══ Dataset extract

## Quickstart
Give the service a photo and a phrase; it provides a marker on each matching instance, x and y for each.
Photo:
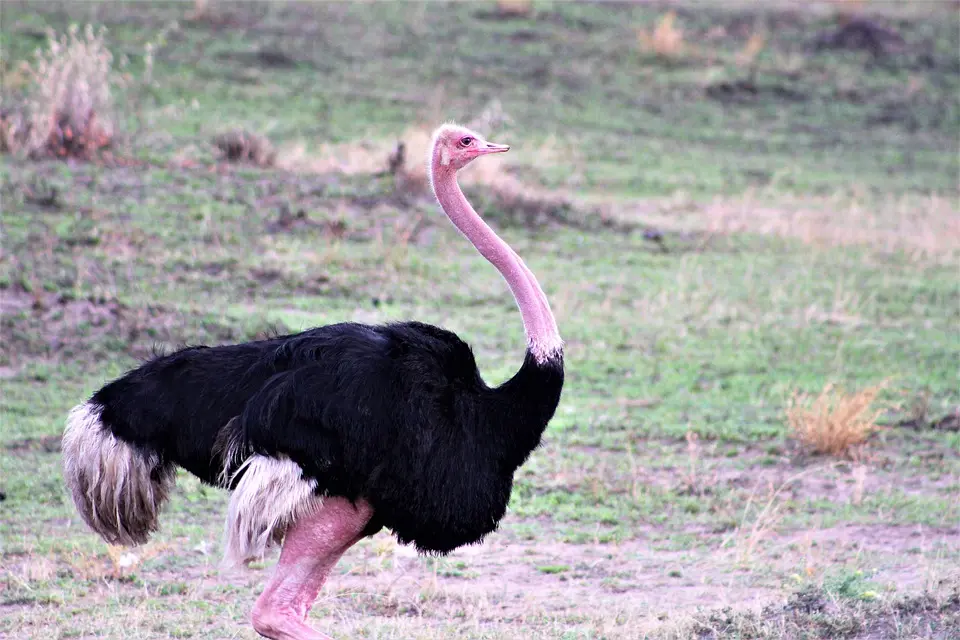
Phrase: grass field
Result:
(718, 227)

════

→ **Action item**
Quote each entry above verbatim and drop the pictures.

→ **Reply**
## Quickstart
Give the service a photo and a phrase; it provides a marker on each matching instance, x and y for each.
Photo:
Phrase: grass field
Result:
(718, 227)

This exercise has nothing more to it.